What the task requires »
Scale the answer coordinates in the part of the records that opens with the line containing "fingers, it would be much appreciated." and closes at the end of the records: multiply each one by 2.4 and round to a whole number, halves up. Reproduce only that part, keeping the requests as they are.

Task input »
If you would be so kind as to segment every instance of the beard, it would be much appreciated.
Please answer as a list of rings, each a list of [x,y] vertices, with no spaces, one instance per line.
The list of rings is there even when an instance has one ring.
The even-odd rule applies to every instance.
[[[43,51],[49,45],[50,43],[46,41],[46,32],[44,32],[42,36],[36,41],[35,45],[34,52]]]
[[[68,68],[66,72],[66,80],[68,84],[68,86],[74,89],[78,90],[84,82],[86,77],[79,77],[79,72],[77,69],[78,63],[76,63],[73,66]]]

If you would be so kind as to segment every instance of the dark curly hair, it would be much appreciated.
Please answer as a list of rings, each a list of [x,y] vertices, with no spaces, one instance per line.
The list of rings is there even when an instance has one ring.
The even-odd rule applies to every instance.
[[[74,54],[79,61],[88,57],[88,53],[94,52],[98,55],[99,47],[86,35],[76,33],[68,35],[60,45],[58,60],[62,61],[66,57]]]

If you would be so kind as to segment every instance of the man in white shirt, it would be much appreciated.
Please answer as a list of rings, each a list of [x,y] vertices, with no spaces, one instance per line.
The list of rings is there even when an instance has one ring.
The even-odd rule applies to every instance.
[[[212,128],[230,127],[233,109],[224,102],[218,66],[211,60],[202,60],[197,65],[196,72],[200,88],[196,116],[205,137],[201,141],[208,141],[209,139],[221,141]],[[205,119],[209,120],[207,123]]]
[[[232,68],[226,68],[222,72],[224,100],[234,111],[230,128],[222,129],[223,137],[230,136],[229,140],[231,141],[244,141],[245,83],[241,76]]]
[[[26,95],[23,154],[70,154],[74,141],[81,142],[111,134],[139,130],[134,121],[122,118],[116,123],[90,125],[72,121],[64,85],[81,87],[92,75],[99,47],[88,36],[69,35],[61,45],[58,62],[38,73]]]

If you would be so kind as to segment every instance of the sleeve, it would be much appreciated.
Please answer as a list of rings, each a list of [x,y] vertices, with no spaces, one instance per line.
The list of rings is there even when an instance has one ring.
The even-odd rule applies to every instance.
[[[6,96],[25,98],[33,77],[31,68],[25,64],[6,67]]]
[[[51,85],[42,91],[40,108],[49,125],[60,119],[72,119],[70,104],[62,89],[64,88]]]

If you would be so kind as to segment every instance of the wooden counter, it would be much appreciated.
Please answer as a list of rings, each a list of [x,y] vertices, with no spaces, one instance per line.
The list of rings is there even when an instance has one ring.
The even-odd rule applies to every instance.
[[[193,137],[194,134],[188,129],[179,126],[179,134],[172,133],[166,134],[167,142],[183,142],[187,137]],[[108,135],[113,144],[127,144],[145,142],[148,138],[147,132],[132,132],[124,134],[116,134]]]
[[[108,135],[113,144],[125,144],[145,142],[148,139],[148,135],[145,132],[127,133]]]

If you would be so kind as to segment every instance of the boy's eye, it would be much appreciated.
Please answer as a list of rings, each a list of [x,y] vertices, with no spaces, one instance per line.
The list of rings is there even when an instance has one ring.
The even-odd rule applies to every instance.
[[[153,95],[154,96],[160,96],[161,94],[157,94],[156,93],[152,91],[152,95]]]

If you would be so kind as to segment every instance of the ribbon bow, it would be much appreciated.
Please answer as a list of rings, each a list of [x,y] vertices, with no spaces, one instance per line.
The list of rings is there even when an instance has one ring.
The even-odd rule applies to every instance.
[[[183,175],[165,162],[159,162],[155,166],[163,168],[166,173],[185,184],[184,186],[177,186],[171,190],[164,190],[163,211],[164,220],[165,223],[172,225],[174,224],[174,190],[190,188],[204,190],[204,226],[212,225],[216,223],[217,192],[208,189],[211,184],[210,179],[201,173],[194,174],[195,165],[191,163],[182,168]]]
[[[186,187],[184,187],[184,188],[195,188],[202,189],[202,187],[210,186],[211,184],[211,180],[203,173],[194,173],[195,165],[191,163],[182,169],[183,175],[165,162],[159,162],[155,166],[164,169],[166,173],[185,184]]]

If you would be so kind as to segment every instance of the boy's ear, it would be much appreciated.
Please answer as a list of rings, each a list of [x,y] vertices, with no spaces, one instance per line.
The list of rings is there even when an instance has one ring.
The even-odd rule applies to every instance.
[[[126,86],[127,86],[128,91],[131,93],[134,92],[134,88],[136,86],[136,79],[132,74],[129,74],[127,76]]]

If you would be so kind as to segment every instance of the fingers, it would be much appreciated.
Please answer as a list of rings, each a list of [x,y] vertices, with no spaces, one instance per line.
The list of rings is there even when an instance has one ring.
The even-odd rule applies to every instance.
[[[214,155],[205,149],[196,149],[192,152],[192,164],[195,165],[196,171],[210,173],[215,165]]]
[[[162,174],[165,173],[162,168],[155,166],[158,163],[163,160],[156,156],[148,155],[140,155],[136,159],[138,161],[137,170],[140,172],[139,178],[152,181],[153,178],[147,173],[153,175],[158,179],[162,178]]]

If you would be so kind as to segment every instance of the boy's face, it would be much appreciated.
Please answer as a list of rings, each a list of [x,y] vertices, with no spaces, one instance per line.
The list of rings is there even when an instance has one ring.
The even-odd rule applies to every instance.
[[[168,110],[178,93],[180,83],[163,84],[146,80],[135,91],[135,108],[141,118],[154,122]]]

Output of the task »
If you would be so kind as to segment every instance of the fingers, it would be much appreciated.
Please answer as a list of rings, each a list of [x,y] vertices, with no spaces, one instance per line.
The list of rings is there even when an instance has one ring.
The even-odd rule applies to every instance.
[[[514,372],[492,358],[470,358],[461,365],[461,394],[468,396],[470,410],[504,415],[516,396]]]
[[[389,418],[396,415],[389,403],[372,398],[379,391],[391,384],[374,374],[355,372],[336,372],[326,382],[331,386],[329,408],[336,413],[334,427],[365,434],[367,427],[353,415],[367,420],[379,430],[389,427]]]

If you would be so kind as to segment every instance of the boy's face, it would be much appreciated.
Please answer as a list of rings, each a list of [x,y] vertices, with no spaces, one instance per line.
The list of rings is there even when an instance has one ring.
The even-odd rule applies to every instance.
[[[403,264],[427,223],[432,199],[391,202],[350,192],[324,218],[324,259],[338,283],[370,293]]]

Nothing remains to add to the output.